Puerto Rican general strike set for this Thursday

Puerto Rican trade unions are set to go on strike this Thursday. The purpose of the protest strike is to press the government of Luis Fortuño to reverse announced layoffs of 30,000 public employees in addition to the 25,000 employees he has sacked since taking office.

Fortuño claims that he does not have a choice, claiming the law forces him to cut the state budget by $2 billion.

Bank clerks strike in Brazil

Bank employees in Sao Paulo and Porto Alegre ended a 15-day strike last Thursday following a wage agreement with state-owned Banco do Brasil and Nossa Caixa and with private banks. Workers at another government bank, Caixa Económica Federal in Sao Paulo, did not end their strike.

The union representing the bank clerks accepted a 6 percent wage increase, down from the 10 percent it had demanded.

Teachers strike in Ecuador

 

Ecuadorean teachers, on strike since September 14, returned to work on Thursday after negotiating an agreement on new education legislation that would have forced teachers to meet government imposed standards.

 

Those teachers that had refused to take a government test will continue in their posts, according to the new agreement that was hammered out last week between the head of the National Educator’s Union (UNE), Mary Zamora, the nation’s vice president, Lenin Moreno, and other government officials.

On Wednesday, hundreds of teachers marched through Quito to protest the new law. The teachers’ protest called for a repudiation of the new legislation and for the resignation of Education Minister Raul Vallejo.

Mexican electrical workers protest company’s liquidation

On Sunday morning the government of President Felipe Calderon made a surprise announcement, saying it would liquidate the state-owned electric utility that serves the center of the country, Luz y Fuerza Centro. In response, the Mexican Electrical Workers Union (SME) called for mass protests.

§ **DATA FOR ANALYSIS**
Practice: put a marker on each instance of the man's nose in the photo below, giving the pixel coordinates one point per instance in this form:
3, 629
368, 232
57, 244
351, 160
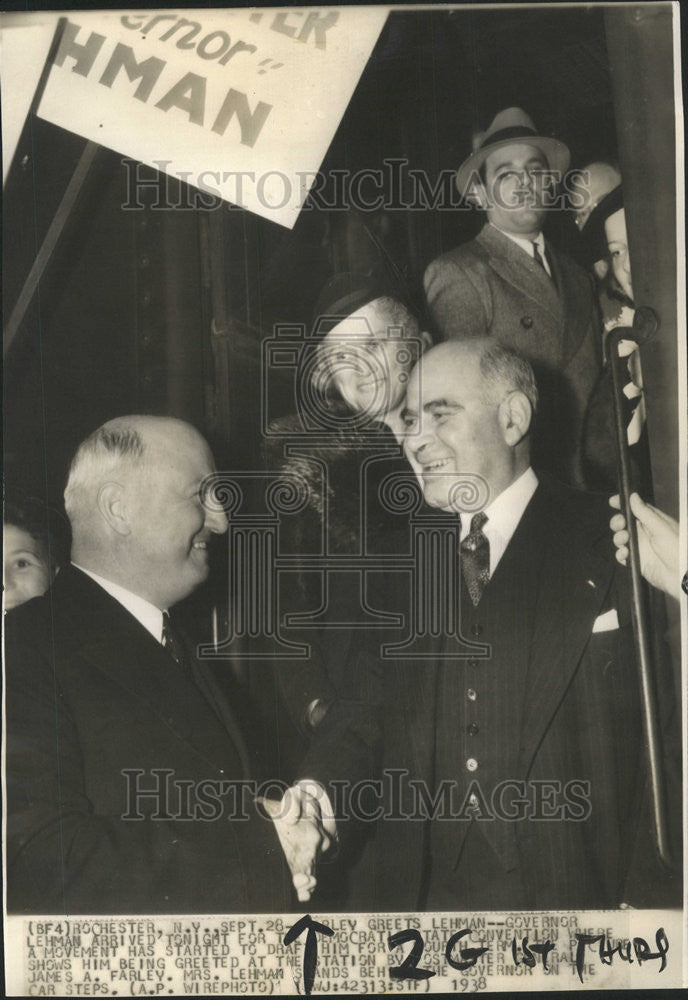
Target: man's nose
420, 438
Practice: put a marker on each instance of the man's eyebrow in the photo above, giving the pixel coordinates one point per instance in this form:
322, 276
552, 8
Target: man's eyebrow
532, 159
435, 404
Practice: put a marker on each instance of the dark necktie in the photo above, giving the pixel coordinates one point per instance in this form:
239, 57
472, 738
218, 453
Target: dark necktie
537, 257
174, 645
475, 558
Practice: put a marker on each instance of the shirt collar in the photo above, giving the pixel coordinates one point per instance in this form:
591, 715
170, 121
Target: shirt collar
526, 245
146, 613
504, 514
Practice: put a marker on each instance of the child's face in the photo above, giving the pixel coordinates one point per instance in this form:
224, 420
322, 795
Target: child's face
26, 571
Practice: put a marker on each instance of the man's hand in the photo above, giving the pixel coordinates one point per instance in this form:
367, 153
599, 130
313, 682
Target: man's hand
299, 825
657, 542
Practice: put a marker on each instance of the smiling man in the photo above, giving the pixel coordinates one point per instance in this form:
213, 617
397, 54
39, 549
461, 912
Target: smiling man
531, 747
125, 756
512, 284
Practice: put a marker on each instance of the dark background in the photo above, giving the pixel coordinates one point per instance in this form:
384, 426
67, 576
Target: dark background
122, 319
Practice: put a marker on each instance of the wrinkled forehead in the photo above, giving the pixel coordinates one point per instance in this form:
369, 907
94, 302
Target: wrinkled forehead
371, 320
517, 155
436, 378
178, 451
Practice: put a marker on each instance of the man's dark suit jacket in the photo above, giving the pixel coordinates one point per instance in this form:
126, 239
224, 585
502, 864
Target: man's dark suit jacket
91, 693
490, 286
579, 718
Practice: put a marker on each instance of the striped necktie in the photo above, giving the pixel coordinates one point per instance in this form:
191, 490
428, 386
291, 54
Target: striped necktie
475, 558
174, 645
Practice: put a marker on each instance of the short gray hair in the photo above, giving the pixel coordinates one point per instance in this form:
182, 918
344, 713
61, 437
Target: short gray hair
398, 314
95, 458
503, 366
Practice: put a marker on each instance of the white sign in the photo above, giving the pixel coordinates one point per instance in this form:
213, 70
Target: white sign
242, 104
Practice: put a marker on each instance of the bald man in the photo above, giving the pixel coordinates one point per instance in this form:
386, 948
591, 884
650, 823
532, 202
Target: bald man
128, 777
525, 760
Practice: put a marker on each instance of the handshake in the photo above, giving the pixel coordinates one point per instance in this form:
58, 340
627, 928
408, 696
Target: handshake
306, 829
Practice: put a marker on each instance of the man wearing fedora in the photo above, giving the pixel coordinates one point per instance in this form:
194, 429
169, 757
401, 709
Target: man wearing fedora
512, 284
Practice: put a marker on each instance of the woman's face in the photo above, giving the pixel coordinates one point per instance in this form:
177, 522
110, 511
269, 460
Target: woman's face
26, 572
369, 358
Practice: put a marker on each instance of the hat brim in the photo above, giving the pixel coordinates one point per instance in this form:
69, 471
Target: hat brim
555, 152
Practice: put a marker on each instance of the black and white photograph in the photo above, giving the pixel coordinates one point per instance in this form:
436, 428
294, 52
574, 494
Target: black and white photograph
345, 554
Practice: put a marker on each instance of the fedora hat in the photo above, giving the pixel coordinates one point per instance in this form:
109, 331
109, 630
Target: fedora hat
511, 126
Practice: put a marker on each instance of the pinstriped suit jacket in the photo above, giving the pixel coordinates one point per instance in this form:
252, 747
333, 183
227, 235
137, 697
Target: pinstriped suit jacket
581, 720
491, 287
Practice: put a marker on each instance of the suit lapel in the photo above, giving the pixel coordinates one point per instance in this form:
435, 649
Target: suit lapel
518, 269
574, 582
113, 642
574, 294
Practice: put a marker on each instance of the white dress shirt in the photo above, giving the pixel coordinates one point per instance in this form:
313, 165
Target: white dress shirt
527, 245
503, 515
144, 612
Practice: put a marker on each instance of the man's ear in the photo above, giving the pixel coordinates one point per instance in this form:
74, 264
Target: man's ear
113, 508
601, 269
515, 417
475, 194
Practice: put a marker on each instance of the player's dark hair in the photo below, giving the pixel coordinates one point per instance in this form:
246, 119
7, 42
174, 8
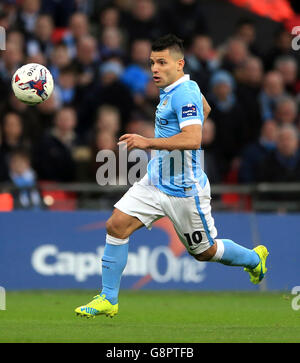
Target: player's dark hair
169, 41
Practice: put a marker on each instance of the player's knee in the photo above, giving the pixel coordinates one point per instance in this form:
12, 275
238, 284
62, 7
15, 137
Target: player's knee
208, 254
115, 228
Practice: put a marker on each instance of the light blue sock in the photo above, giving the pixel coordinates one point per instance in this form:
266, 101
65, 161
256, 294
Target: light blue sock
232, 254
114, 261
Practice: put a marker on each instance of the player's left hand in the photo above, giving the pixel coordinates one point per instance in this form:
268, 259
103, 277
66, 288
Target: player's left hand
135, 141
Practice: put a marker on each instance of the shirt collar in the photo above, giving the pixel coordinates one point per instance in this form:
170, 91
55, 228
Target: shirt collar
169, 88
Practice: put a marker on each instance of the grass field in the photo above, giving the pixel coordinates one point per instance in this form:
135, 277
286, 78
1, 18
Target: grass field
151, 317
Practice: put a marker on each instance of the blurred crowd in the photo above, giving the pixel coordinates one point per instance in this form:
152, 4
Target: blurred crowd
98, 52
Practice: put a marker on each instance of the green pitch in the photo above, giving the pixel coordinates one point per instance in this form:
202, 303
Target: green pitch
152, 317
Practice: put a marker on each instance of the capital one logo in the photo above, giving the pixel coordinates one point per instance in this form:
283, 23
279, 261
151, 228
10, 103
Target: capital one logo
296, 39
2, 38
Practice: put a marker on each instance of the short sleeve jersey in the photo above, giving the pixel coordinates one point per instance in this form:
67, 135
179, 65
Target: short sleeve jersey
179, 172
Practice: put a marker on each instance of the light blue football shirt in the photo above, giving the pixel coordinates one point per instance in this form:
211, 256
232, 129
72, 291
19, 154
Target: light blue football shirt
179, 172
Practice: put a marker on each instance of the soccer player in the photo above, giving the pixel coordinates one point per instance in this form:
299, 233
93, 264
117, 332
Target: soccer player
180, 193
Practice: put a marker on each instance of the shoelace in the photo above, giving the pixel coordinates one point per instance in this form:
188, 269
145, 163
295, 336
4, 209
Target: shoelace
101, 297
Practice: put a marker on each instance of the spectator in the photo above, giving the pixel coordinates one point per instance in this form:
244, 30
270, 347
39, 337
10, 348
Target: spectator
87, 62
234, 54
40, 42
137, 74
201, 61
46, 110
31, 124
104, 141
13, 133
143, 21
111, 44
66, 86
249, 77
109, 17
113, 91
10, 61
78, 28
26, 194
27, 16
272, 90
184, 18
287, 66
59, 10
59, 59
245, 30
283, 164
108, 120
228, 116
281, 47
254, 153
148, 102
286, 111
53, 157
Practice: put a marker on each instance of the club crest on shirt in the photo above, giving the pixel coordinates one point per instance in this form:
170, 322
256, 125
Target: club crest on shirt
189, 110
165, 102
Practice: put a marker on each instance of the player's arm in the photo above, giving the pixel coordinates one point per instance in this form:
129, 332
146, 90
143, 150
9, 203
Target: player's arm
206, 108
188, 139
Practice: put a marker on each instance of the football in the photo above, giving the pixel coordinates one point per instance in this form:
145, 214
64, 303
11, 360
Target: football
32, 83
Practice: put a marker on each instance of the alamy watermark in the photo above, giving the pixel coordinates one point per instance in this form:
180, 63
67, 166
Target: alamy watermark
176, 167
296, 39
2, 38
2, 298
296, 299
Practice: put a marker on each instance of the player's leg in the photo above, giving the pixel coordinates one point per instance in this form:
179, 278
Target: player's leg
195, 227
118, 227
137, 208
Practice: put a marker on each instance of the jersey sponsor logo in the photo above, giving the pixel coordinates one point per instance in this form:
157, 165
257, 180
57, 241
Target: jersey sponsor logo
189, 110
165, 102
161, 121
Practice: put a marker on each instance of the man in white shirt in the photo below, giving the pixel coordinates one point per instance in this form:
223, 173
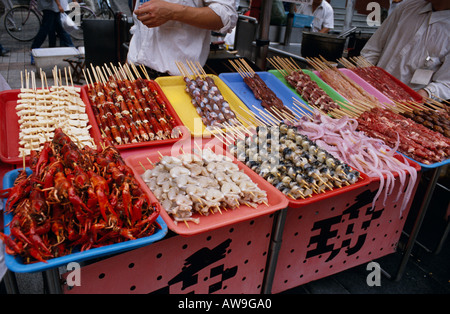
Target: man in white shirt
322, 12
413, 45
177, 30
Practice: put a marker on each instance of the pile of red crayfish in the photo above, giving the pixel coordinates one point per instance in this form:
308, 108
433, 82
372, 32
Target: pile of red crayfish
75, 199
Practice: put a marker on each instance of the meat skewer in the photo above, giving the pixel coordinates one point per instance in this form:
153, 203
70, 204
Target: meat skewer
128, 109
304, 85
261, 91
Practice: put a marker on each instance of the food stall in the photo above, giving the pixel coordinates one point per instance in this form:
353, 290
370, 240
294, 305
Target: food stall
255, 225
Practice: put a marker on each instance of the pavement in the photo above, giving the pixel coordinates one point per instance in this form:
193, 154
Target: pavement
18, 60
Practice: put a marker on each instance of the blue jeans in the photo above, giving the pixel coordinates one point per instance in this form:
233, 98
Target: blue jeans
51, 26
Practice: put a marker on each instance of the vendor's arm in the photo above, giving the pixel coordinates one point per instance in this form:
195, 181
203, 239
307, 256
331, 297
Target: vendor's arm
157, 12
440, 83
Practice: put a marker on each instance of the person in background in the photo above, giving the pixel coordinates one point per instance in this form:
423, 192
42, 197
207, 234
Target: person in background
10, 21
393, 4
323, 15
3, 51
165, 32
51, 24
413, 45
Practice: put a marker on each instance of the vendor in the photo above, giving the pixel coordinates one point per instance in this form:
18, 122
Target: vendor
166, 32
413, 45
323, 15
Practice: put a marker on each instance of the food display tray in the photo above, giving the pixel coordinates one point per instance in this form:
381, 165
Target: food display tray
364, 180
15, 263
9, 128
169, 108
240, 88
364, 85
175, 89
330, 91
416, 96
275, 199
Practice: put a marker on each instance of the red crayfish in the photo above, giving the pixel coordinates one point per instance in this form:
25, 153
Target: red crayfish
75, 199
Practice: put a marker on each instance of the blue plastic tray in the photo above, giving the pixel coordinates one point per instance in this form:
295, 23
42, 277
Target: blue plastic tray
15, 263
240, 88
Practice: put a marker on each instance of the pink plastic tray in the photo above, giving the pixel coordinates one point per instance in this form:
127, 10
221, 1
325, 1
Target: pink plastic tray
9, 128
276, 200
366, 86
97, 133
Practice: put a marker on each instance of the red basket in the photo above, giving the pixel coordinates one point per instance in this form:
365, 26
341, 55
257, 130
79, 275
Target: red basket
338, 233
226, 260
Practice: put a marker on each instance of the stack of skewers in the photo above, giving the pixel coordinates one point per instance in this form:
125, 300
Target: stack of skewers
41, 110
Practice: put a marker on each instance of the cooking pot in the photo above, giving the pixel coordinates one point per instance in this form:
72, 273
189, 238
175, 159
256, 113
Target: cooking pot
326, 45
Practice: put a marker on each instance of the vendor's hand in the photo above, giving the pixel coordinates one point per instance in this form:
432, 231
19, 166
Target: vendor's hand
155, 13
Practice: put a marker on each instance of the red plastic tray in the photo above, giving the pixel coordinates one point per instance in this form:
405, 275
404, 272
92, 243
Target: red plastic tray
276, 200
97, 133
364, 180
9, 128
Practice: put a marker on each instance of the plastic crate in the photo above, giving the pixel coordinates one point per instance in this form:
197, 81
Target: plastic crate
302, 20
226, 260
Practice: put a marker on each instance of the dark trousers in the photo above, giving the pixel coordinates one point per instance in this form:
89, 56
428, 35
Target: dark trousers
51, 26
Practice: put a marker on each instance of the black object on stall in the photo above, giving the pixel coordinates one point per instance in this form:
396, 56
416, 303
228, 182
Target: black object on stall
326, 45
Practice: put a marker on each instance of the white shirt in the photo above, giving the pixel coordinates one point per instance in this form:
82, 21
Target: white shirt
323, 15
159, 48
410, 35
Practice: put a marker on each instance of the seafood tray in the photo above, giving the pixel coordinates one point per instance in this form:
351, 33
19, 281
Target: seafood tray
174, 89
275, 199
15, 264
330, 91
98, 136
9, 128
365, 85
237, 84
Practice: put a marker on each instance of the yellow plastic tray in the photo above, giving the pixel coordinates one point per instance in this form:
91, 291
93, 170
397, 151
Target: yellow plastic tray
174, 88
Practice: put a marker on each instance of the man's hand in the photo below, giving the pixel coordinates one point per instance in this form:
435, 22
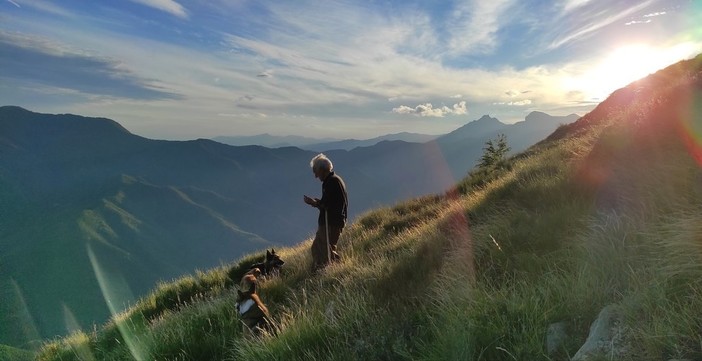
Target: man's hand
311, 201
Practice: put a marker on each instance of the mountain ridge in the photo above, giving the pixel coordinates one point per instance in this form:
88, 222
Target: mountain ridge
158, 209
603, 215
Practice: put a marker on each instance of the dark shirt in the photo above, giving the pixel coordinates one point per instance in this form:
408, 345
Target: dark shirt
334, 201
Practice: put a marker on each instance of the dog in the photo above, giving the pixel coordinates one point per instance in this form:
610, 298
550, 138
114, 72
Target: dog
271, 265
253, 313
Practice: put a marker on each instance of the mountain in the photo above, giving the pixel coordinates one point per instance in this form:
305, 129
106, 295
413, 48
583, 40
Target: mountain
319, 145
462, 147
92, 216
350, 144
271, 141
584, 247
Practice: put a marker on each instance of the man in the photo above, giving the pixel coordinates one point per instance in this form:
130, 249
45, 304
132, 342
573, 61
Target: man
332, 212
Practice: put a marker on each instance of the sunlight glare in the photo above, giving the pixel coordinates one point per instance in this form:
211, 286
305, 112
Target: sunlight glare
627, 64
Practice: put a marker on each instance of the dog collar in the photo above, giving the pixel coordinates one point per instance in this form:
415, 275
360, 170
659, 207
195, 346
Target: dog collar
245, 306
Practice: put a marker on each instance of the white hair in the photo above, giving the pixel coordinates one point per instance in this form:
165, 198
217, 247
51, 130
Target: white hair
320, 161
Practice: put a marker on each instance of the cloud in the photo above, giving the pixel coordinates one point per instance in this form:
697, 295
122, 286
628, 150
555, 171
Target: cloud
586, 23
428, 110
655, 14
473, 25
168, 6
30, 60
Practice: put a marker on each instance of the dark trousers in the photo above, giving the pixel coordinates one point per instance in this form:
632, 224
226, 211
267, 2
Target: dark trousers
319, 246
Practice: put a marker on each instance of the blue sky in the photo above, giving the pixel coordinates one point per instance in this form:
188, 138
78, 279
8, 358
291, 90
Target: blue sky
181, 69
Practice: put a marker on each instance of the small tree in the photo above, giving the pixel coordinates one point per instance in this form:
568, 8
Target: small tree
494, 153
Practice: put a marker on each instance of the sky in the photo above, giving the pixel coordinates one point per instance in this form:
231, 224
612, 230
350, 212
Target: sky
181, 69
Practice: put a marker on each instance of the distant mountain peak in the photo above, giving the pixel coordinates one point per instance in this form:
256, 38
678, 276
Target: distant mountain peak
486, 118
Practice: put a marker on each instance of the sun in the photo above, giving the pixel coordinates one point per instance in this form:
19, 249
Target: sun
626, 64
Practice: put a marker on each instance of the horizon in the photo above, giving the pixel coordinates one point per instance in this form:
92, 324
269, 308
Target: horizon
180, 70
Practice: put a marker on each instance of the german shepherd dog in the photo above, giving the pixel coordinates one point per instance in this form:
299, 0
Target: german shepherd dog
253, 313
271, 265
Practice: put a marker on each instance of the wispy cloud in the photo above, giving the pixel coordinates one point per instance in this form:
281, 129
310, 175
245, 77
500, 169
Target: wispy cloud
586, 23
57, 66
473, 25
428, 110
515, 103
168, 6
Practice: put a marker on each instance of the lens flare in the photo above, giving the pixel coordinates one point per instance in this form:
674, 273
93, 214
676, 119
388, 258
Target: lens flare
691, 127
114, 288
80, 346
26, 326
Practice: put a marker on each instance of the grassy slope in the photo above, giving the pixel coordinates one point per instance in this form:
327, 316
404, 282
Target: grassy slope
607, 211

§ **EXERCISE DESCRIPTION**
Update the labor news text, starting with "Puerto Rican general" and going on through "by $2 billion.", so that "layoffs" reads "dismissals". The records play no part in the tasks.

§ **REPLY TO THE EXERCISE**
Puerto Rican general strike set for this Thursday

Puerto Rican trade unions are set to go on strike this Thursday. The purpose of the protest strike is to press the government of Luis Fortuño to reverse announced dismissals of 30,000 public employees in addition to the 25,000 employees he has sacked since taking office.

Fortuño claims that he does not have a choice, claiming the law forces him to cut the state budget by $2 billion.